Short task ▸ Every record must appear in your copy exactly as written, with no pictures.

Dataset rows on where objects appear ▸
· · · · · · ·

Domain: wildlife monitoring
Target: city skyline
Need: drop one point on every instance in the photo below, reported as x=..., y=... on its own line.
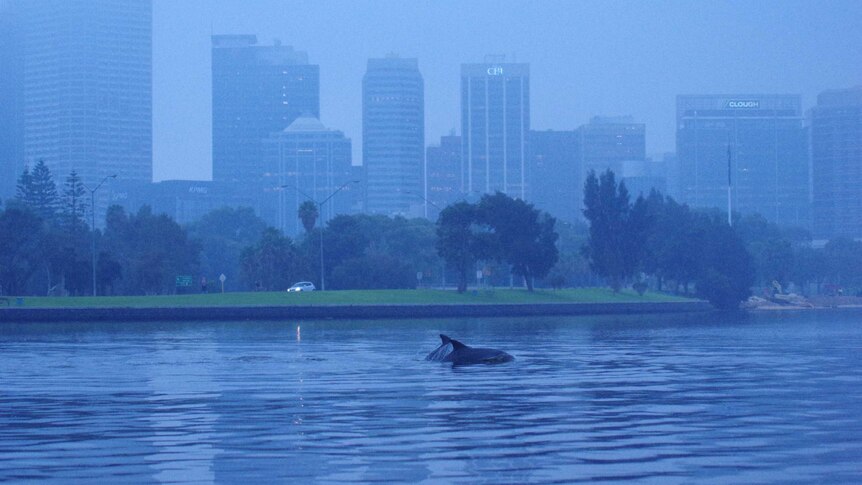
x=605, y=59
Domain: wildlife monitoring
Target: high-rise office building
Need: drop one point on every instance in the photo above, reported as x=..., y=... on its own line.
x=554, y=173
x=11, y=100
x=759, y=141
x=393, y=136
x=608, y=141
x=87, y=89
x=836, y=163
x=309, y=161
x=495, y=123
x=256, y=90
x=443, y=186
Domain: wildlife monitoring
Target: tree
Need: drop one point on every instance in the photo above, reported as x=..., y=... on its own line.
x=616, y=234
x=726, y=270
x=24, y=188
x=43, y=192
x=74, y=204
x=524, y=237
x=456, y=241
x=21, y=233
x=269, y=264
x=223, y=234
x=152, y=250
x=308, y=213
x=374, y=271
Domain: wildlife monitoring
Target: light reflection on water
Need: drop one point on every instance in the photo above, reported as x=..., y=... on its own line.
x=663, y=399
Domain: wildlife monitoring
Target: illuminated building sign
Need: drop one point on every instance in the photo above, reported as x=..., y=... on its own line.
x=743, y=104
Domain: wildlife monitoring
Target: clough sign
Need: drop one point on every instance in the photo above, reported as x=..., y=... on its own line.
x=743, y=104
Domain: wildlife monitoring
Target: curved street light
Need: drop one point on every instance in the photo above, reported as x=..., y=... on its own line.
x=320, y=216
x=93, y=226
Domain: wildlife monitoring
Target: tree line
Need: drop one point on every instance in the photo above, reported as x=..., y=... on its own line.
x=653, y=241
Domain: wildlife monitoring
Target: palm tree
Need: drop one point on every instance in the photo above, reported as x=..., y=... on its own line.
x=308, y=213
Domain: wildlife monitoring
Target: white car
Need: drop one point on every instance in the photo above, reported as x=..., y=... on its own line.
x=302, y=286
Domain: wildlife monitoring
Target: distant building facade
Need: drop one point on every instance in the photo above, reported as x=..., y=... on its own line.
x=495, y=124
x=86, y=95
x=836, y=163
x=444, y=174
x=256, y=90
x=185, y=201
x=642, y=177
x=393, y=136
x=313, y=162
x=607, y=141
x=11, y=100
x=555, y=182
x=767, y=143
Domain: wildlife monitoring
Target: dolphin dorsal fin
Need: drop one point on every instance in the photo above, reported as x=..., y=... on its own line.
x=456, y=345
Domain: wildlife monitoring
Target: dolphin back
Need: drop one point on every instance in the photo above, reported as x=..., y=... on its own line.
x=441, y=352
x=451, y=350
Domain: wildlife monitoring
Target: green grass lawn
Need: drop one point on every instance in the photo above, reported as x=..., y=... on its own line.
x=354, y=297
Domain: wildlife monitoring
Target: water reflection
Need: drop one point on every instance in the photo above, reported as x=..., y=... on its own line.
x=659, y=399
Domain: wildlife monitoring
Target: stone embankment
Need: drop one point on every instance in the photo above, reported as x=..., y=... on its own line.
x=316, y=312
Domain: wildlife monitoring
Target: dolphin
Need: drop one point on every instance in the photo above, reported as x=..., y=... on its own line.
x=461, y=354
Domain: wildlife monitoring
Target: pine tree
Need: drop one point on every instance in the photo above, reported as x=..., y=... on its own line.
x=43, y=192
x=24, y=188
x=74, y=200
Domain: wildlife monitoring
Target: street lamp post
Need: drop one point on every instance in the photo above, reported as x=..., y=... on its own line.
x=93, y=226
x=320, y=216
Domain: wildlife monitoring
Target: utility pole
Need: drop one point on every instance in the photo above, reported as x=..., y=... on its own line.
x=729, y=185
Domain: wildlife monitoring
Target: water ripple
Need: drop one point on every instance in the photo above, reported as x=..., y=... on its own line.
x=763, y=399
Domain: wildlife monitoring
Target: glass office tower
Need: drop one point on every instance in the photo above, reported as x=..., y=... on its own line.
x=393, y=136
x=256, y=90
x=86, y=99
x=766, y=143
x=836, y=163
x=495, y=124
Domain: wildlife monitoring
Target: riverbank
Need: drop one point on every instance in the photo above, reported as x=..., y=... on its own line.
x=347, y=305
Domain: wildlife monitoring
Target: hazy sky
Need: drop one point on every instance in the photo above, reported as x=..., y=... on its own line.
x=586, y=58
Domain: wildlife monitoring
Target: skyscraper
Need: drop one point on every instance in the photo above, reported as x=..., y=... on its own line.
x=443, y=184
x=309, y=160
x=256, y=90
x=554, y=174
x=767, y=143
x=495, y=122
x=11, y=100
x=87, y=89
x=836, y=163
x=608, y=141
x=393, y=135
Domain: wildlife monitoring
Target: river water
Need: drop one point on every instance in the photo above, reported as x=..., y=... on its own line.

· · · · · · ·

Output ▸
Domain: wildlife monitoring
Target: city skyline
Need: drop one point on every instance in the photo below, reported as x=..., y=... on its own line.
x=605, y=59
Domain: wildlife monitoring
Target: high-rise office building
Need: drop one point on every instance in the photo above, reported as x=..., y=... on its own line.
x=554, y=173
x=11, y=100
x=759, y=141
x=393, y=136
x=608, y=141
x=87, y=89
x=836, y=163
x=309, y=161
x=495, y=123
x=256, y=90
x=443, y=186
Domain: wildlife monitoring
Target: tree
Need: drop one point on every instance in the photo above, reported as x=..., y=... on its own line.
x=616, y=234
x=726, y=270
x=24, y=188
x=43, y=192
x=74, y=204
x=524, y=237
x=456, y=241
x=21, y=233
x=269, y=264
x=223, y=234
x=152, y=250
x=308, y=213
x=374, y=271
Domain: wildlife monitoring
Target: light reflection on water
Need: drop one point on every instance in the photo above, reported as x=..., y=... on its own line.
x=663, y=399
Domain: wildlife monitoring
Target: illuminated building sign
Need: drop one point on every instance in the photo above, reported as x=..., y=... on its own line.
x=743, y=104
Domain: wildlife monitoring
Target: clough sign
Need: drop one point on every instance in the photo above, reported as x=..., y=... on its own line.
x=743, y=104
Domain: wildlife monitoring
Target: curved street light
Need: drop one point on every instance in the photo above, reported as x=..., y=... on its own line.
x=320, y=216
x=93, y=226
Domain: wildlife monitoring
Target: tree line
Need: drop one point on every instance in the photo above, reported as x=..., y=... on its own line.
x=653, y=241
Domain: wildlife monitoring
Target: palm tree
Need: drop one point on every instance in the photo above, reported as x=..., y=... on its own line.
x=308, y=213
Domain: wildlife monitoring
Target: white car
Need: drop one point on every instance in the photo above, reported as x=..., y=... on its own line.
x=302, y=286
Domain: wildlife monitoring
Target: distant building facade
Need: drop one point on every instance in the photo above, reported as x=..., y=... on its own line.
x=495, y=124
x=86, y=95
x=836, y=163
x=444, y=174
x=256, y=90
x=185, y=201
x=642, y=177
x=393, y=136
x=313, y=162
x=607, y=141
x=11, y=100
x=555, y=182
x=767, y=143
Domain: wildlife monitoring
Target: dolphin dorsal fin
Need: drop one point on every instance in the photo above, reported as x=..., y=... on its own line.
x=456, y=345
Domain: wildlife monitoring
Target: dolphin back
Need: drop one point on every instance in the photo above, reported as x=..., y=... on its own line.
x=441, y=352
x=451, y=350
Domain: wildlife monitoring
Target: green grass lawn
Need: drop one point on every instance in the photo above, reported as x=..., y=... on its own line.
x=354, y=297
Domain: wildlife monitoring
Target: water reflection
Need: drop one point on every instance in the photo above, reported as x=..., y=... on its own line.
x=659, y=399
Domain: wildlife monitoring
Target: stone embankment
Need: drop one point on every instance in the photo above, reported as x=..., y=... on its own line.
x=316, y=312
Domain: wildlife monitoring
Target: dolphin
Need: drop one point on every instance in the photo above, reported as x=..., y=... on its own line.
x=461, y=354
Domain: wildlife monitoring
Target: pine tree
Need: drop one point on every instance in the photo above, reported as x=..., y=... on its own line.
x=43, y=192
x=24, y=188
x=74, y=200
Domain: wildlife monitoring
Target: street lamp post
Need: drop one point on every instance in the photo above, reported as x=..., y=... on its own line.
x=93, y=226
x=320, y=216
Domain: wildlife monitoring
Target: utility pole
Need: drop one point on every instance in the photo above, reported as x=..., y=... on its own line.
x=729, y=185
Domain: wildlife monitoring
Target: water ripple
Need: drop one point on every instance in the photo above, reported as x=..., y=... on its own line.
x=763, y=399
Domain: wildlife monitoring
Target: glass office tower
Need: drop one point on every instance in the photo above, reported as x=..., y=... on its own line.
x=393, y=136
x=256, y=90
x=86, y=99
x=766, y=143
x=836, y=163
x=495, y=124
Domain: wildlife monitoring
Target: riverbank
Need: drop one point on every instance in the photo above, reported as x=..., y=... on its own line.
x=347, y=305
Domain: wildlife monitoring
Target: hazy sky
Need: drop one point on every instance in the photo above, reported as x=..., y=... on its own line.
x=586, y=58
Domain: wildlife monitoring
Target: skyscraper
Need: drop one point on every instance in the photo above, reported as x=..., y=... on its own line.
x=443, y=184
x=309, y=160
x=256, y=90
x=554, y=174
x=767, y=143
x=495, y=122
x=11, y=100
x=87, y=89
x=836, y=163
x=608, y=141
x=393, y=135
Domain: wildlife monitoring
Target: river water
Need: drop one point on every instance in the photo above, reported as x=..., y=... on its own line.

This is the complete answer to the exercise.